• [Exercise directions]: Please determine the number of lines in the material below that contain the word "with", and state it alone.

------ Supplied material

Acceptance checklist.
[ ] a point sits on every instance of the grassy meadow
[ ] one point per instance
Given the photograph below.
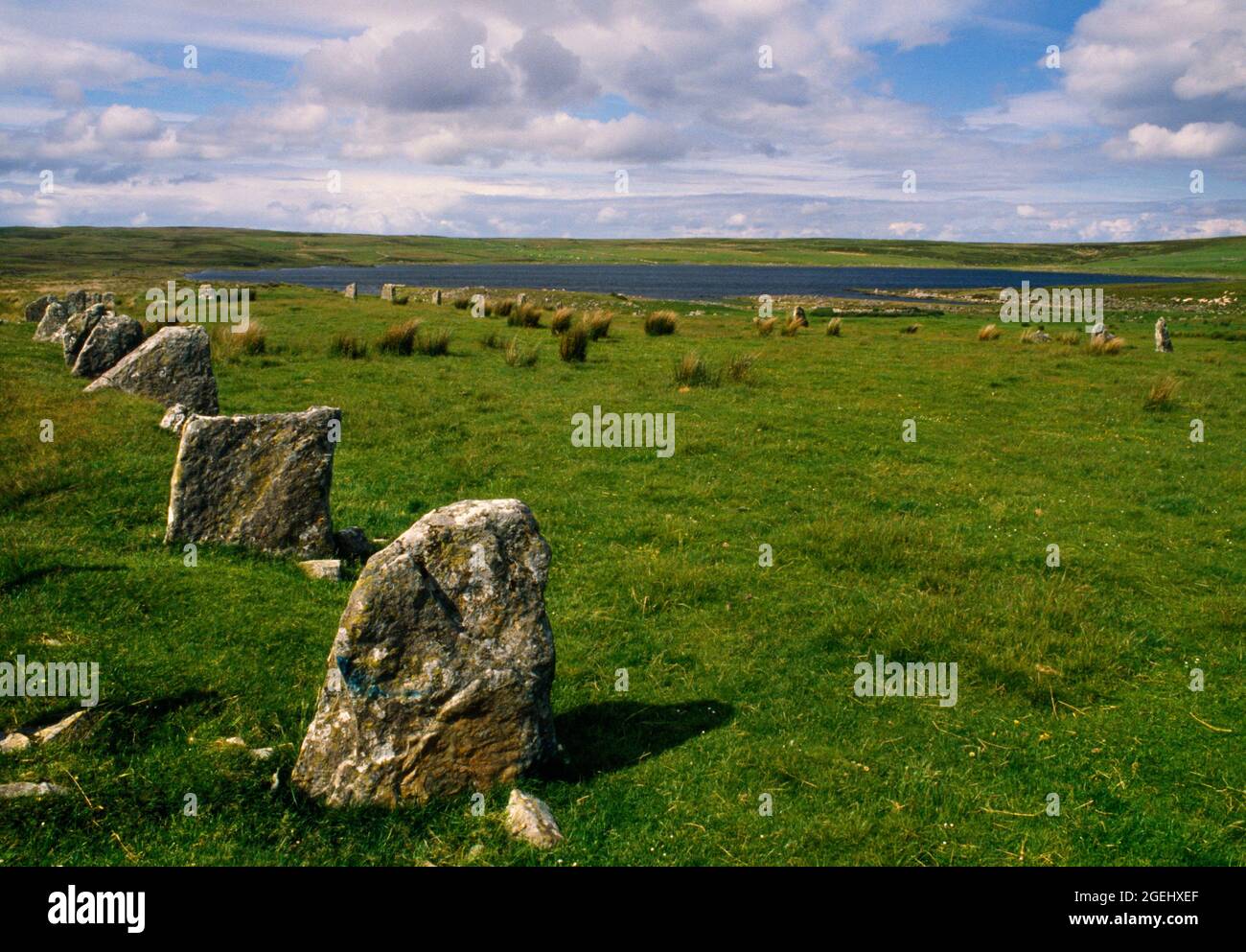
(740, 678)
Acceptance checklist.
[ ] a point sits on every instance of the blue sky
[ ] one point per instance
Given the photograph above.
(724, 117)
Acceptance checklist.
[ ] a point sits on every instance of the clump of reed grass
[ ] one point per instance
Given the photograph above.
(693, 370)
(519, 356)
(1100, 345)
(348, 345)
(659, 323)
(573, 345)
(399, 339)
(435, 343)
(598, 324)
(1162, 394)
(739, 368)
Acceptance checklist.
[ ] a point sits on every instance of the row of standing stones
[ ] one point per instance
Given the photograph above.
(440, 674)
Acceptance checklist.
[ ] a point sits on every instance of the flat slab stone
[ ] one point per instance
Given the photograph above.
(173, 366)
(260, 481)
(439, 680)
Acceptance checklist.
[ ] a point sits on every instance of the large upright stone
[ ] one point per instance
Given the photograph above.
(439, 678)
(173, 366)
(78, 328)
(112, 337)
(36, 308)
(260, 481)
(53, 324)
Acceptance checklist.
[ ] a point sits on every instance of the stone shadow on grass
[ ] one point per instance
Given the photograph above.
(613, 735)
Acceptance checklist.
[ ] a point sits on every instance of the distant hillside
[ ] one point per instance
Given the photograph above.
(71, 252)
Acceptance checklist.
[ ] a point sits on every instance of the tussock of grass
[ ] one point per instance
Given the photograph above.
(573, 345)
(693, 370)
(739, 368)
(598, 324)
(399, 339)
(348, 345)
(432, 343)
(519, 356)
(1100, 345)
(659, 323)
(524, 315)
(1162, 394)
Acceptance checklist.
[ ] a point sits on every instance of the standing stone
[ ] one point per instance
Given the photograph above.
(174, 419)
(78, 328)
(439, 678)
(1163, 341)
(173, 365)
(76, 302)
(112, 337)
(531, 819)
(53, 324)
(260, 481)
(37, 308)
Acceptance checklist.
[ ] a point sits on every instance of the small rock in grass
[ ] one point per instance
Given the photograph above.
(12, 743)
(23, 789)
(174, 419)
(532, 820)
(327, 569)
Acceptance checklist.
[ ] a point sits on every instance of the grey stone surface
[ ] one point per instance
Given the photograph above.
(439, 678)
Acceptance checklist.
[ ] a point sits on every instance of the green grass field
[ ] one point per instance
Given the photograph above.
(79, 253)
(1073, 681)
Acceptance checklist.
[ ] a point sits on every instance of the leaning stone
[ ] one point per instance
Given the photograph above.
(323, 569)
(173, 366)
(112, 337)
(353, 545)
(532, 820)
(1163, 340)
(12, 743)
(78, 328)
(439, 678)
(36, 308)
(260, 481)
(174, 419)
(53, 324)
(13, 791)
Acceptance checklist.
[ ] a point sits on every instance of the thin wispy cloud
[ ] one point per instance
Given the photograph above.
(752, 119)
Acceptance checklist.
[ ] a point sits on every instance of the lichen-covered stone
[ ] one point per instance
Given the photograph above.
(36, 308)
(439, 678)
(260, 481)
(174, 419)
(53, 324)
(78, 328)
(112, 337)
(530, 819)
(173, 366)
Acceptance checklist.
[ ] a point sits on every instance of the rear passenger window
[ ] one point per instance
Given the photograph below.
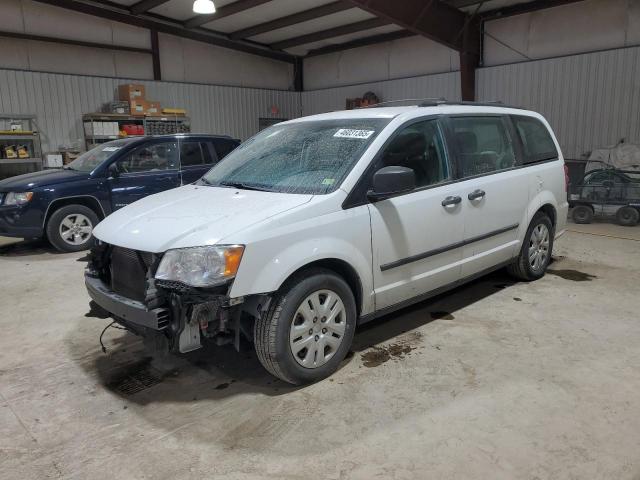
(190, 154)
(484, 145)
(224, 147)
(536, 141)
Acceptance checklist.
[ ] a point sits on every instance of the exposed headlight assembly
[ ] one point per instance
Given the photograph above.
(201, 266)
(18, 198)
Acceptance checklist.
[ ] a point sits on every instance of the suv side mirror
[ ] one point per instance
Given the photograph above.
(391, 181)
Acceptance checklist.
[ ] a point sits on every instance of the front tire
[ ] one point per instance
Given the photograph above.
(70, 228)
(535, 254)
(308, 329)
(627, 216)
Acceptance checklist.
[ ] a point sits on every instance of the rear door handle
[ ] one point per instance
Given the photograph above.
(476, 194)
(451, 200)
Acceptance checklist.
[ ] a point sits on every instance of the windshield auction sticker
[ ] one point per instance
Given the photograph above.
(350, 133)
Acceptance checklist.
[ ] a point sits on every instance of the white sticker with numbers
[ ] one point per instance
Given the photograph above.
(350, 133)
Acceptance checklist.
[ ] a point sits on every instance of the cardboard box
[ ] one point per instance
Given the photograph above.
(131, 92)
(138, 107)
(53, 160)
(153, 108)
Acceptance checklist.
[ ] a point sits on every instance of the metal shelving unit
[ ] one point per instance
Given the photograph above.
(25, 135)
(152, 125)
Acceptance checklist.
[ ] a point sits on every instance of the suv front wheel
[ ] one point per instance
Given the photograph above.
(70, 228)
(308, 329)
(536, 250)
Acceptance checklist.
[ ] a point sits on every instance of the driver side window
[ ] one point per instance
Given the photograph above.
(419, 147)
(150, 158)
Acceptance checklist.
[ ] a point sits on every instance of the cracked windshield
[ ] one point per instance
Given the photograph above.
(305, 157)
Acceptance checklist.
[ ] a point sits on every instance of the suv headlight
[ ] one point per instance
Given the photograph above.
(201, 266)
(18, 198)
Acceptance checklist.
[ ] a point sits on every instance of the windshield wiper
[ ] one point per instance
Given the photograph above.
(244, 186)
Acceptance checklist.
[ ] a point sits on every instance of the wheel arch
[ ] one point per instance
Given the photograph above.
(342, 269)
(84, 200)
(551, 212)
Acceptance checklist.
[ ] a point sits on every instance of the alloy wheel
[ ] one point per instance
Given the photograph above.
(75, 229)
(317, 328)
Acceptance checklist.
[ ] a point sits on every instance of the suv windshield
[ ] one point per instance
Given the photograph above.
(88, 161)
(307, 157)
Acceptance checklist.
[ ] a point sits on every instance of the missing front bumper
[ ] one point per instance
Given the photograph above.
(130, 311)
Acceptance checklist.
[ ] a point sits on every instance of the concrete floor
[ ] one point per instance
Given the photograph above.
(495, 380)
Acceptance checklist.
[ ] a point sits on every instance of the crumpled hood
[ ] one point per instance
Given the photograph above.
(29, 181)
(191, 216)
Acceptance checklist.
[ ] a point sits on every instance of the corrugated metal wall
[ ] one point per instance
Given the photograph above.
(590, 100)
(60, 100)
(429, 86)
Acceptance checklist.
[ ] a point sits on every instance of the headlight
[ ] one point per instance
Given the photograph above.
(18, 198)
(201, 266)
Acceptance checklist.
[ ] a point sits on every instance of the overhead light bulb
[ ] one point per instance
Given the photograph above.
(204, 6)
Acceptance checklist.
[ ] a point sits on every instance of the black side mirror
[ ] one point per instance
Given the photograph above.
(391, 181)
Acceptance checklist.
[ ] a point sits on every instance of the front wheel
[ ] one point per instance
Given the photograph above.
(308, 329)
(535, 253)
(627, 216)
(70, 228)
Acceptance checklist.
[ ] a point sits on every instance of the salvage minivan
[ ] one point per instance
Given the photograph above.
(319, 224)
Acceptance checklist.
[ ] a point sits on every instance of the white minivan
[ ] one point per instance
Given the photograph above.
(322, 223)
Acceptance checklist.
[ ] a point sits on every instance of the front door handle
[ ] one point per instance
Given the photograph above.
(476, 194)
(451, 200)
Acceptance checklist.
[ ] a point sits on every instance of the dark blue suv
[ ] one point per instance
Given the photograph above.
(64, 205)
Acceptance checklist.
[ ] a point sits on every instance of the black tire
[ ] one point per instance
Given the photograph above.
(271, 333)
(582, 214)
(54, 226)
(627, 216)
(522, 268)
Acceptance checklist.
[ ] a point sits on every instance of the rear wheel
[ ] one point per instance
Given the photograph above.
(536, 250)
(582, 214)
(308, 329)
(627, 216)
(70, 228)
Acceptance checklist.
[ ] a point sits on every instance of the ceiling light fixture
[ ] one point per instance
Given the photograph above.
(205, 7)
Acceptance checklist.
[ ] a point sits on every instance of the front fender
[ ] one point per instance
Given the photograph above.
(268, 263)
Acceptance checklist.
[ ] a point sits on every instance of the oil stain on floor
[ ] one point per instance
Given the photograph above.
(573, 275)
(395, 351)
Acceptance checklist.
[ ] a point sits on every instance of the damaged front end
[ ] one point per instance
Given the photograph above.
(170, 315)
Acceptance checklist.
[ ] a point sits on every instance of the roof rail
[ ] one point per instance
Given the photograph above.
(391, 102)
(489, 103)
(435, 102)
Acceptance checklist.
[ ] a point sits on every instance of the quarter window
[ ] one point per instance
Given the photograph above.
(151, 158)
(484, 145)
(536, 141)
(419, 147)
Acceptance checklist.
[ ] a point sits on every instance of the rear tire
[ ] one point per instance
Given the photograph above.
(308, 329)
(627, 216)
(70, 228)
(536, 250)
(582, 214)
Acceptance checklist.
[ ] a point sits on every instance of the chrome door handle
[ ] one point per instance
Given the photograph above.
(476, 194)
(451, 200)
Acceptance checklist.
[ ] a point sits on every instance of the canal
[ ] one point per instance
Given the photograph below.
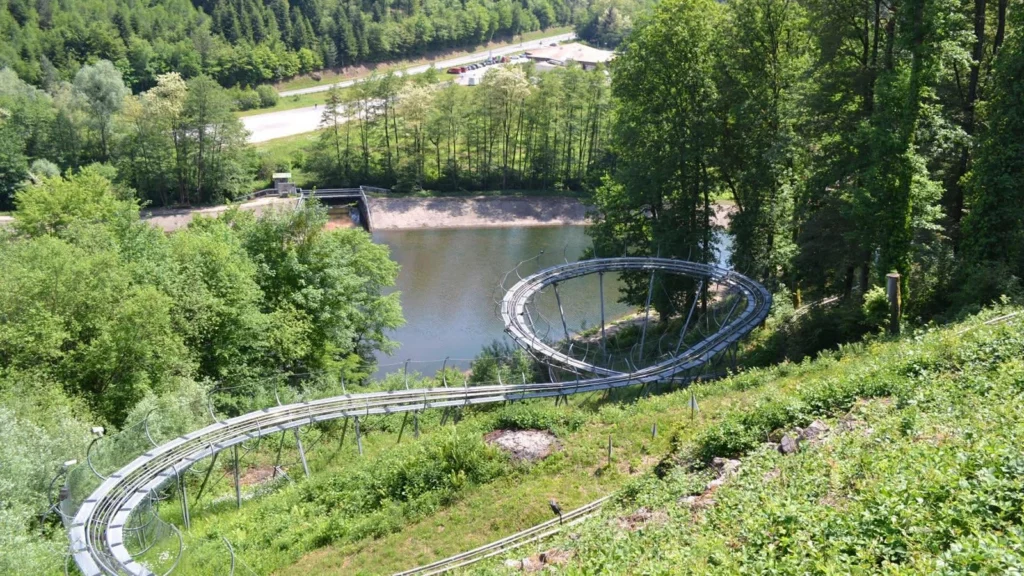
(451, 283)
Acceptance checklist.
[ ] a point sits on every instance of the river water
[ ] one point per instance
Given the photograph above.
(451, 282)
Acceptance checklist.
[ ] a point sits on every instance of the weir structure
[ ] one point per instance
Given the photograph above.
(118, 521)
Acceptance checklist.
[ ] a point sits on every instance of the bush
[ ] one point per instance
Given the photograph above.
(246, 98)
(43, 168)
(876, 307)
(267, 95)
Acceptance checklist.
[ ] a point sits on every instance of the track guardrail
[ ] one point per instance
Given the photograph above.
(97, 531)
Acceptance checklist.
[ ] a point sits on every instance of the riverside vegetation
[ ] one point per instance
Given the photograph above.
(918, 467)
(855, 139)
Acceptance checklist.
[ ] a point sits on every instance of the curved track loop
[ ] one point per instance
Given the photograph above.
(97, 532)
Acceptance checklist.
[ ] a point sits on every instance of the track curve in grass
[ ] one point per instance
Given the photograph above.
(97, 531)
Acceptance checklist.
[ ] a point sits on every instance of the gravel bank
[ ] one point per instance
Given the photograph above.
(414, 213)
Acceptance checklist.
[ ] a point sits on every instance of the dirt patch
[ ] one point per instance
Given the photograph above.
(524, 445)
(553, 557)
(641, 518)
(482, 211)
(256, 475)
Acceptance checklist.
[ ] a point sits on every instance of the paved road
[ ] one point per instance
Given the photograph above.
(443, 65)
(263, 127)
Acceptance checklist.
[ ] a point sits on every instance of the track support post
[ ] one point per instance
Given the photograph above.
(238, 483)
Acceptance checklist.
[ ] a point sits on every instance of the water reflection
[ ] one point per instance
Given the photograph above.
(450, 283)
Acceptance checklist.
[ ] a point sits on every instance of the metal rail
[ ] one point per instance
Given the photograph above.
(508, 543)
(98, 529)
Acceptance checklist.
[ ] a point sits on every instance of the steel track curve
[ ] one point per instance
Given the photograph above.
(97, 531)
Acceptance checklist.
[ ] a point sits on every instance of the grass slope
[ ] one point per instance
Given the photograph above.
(919, 472)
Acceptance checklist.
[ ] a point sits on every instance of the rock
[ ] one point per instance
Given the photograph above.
(725, 466)
(813, 430)
(790, 445)
(715, 484)
(688, 500)
(530, 565)
(523, 445)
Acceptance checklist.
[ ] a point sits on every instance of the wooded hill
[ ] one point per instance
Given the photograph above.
(247, 42)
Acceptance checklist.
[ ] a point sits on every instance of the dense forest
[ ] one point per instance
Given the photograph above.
(854, 138)
(247, 42)
(509, 132)
(178, 142)
(105, 318)
(847, 139)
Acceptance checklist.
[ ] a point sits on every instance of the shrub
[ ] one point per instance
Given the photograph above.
(246, 98)
(267, 95)
(876, 307)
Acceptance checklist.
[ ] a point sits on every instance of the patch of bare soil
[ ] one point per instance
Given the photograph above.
(553, 557)
(256, 475)
(524, 445)
(641, 518)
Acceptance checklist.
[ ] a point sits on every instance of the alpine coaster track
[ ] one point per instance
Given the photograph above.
(98, 528)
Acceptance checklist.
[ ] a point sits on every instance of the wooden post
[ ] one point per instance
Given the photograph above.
(895, 305)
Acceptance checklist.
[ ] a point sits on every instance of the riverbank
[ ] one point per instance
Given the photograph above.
(480, 211)
(170, 219)
(487, 211)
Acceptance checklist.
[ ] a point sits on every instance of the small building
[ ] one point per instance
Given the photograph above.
(283, 183)
(587, 56)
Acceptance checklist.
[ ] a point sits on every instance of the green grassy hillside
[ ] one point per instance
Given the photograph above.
(918, 468)
(915, 468)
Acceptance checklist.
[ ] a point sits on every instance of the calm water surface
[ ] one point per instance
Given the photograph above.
(450, 282)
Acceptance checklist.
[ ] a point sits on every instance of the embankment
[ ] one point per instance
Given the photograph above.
(446, 212)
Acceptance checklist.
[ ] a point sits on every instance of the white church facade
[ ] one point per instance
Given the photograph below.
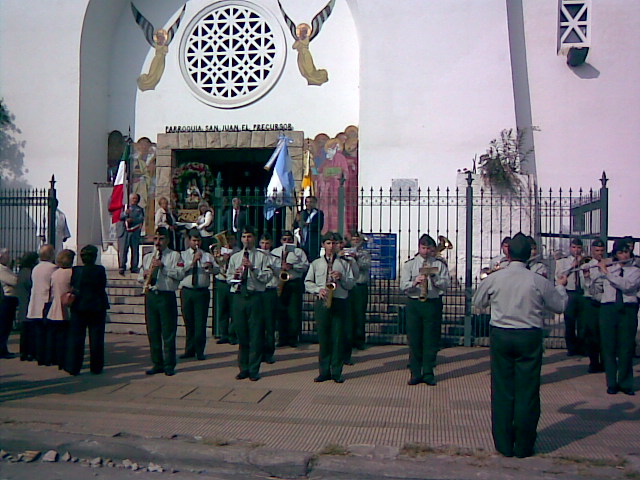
(416, 88)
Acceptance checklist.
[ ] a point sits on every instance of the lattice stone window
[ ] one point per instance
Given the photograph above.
(232, 53)
(574, 28)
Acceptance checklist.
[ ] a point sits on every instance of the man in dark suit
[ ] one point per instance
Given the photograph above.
(310, 222)
(128, 229)
(235, 219)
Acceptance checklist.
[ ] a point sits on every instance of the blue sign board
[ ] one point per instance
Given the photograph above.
(384, 251)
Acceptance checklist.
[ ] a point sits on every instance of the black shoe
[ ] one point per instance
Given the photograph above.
(431, 381)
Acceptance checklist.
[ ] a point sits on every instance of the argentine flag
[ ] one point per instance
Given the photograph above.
(280, 189)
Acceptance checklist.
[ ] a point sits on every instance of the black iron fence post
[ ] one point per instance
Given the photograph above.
(604, 208)
(468, 281)
(52, 207)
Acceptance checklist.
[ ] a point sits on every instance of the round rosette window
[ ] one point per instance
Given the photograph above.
(232, 53)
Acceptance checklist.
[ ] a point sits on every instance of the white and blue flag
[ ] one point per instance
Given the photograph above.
(280, 188)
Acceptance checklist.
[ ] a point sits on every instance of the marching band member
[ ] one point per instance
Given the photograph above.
(330, 278)
(424, 279)
(251, 273)
(293, 261)
(162, 271)
(195, 295)
(618, 317)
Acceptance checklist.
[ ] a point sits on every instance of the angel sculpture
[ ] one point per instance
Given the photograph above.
(303, 34)
(158, 39)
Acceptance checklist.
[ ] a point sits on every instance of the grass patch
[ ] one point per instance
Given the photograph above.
(334, 449)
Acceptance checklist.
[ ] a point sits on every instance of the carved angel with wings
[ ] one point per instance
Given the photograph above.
(303, 34)
(158, 39)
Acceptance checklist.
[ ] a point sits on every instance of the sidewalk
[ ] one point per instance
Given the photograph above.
(374, 414)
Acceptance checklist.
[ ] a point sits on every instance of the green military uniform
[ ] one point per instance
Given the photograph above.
(161, 309)
(247, 310)
(330, 322)
(424, 318)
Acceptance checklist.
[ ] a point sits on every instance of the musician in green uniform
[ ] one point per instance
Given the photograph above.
(424, 279)
(329, 279)
(162, 271)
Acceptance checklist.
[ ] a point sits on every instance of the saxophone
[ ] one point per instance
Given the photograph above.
(330, 285)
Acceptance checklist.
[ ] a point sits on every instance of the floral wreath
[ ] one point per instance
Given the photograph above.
(183, 175)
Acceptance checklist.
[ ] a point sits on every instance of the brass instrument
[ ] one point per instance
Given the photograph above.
(330, 285)
(284, 276)
(424, 286)
(147, 283)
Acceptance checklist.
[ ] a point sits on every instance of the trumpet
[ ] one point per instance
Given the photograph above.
(330, 285)
(424, 286)
(153, 275)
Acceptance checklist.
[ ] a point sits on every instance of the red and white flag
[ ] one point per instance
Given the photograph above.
(118, 200)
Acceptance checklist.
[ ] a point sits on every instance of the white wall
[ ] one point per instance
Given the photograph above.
(39, 81)
(589, 117)
(435, 87)
(313, 109)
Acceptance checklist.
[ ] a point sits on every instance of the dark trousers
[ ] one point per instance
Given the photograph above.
(129, 240)
(248, 322)
(592, 332)
(516, 359)
(424, 325)
(574, 323)
(223, 326)
(161, 314)
(55, 350)
(28, 339)
(195, 311)
(270, 302)
(617, 336)
(8, 306)
(359, 297)
(290, 312)
(330, 323)
(80, 322)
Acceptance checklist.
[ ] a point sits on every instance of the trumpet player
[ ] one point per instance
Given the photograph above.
(618, 317)
(293, 265)
(424, 279)
(270, 302)
(251, 273)
(593, 288)
(574, 313)
(329, 279)
(195, 295)
(162, 271)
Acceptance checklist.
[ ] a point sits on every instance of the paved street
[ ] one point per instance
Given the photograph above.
(374, 414)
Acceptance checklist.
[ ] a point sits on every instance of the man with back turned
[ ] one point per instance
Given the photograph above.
(517, 297)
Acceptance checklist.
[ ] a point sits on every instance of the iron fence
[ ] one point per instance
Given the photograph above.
(25, 215)
(472, 217)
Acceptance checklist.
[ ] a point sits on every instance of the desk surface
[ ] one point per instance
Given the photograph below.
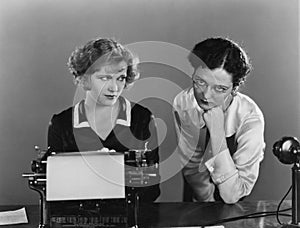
(189, 214)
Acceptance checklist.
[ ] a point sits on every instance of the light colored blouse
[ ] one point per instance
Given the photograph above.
(234, 170)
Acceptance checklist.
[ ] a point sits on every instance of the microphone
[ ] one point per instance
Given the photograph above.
(287, 150)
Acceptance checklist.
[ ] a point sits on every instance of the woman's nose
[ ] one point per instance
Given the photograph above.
(113, 86)
(207, 93)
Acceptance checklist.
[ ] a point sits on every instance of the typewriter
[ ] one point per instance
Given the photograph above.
(88, 209)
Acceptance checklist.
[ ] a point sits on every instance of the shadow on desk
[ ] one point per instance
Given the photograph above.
(188, 214)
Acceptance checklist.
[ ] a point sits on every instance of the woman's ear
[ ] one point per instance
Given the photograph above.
(83, 81)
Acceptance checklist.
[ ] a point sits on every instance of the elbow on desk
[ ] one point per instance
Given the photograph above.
(230, 199)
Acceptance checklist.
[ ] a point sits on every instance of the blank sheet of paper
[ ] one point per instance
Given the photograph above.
(86, 175)
(13, 217)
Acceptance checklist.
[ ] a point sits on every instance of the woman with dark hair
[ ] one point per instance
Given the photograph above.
(220, 130)
(104, 120)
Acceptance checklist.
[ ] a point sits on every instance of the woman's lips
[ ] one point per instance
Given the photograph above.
(111, 96)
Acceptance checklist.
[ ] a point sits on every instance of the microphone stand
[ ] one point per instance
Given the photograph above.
(295, 197)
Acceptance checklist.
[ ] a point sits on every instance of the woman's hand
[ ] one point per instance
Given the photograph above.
(214, 120)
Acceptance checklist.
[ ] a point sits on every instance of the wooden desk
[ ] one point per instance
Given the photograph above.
(188, 214)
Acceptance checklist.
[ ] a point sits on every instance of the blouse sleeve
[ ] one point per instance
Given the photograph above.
(55, 141)
(235, 175)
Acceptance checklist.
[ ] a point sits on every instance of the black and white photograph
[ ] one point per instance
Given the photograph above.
(149, 113)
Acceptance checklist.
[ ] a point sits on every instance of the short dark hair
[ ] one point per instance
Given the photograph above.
(218, 52)
(84, 56)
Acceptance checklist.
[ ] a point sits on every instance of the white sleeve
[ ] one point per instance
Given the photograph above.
(190, 158)
(236, 175)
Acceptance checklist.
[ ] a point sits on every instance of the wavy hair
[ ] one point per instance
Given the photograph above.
(222, 53)
(83, 57)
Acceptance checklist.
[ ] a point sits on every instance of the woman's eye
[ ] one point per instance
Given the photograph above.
(221, 89)
(103, 78)
(199, 83)
(122, 78)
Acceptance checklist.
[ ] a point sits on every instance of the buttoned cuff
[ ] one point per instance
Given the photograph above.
(221, 167)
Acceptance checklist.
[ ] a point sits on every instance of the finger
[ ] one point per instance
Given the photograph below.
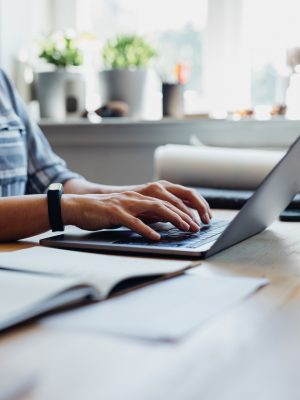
(166, 214)
(194, 226)
(138, 226)
(194, 200)
(178, 203)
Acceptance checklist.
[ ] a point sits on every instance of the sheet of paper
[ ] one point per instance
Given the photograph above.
(166, 310)
(100, 270)
(213, 166)
(22, 293)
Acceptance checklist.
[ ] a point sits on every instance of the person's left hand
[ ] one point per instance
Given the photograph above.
(181, 197)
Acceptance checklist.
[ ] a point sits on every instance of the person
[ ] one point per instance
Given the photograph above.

------------

• [Solved problem]: 4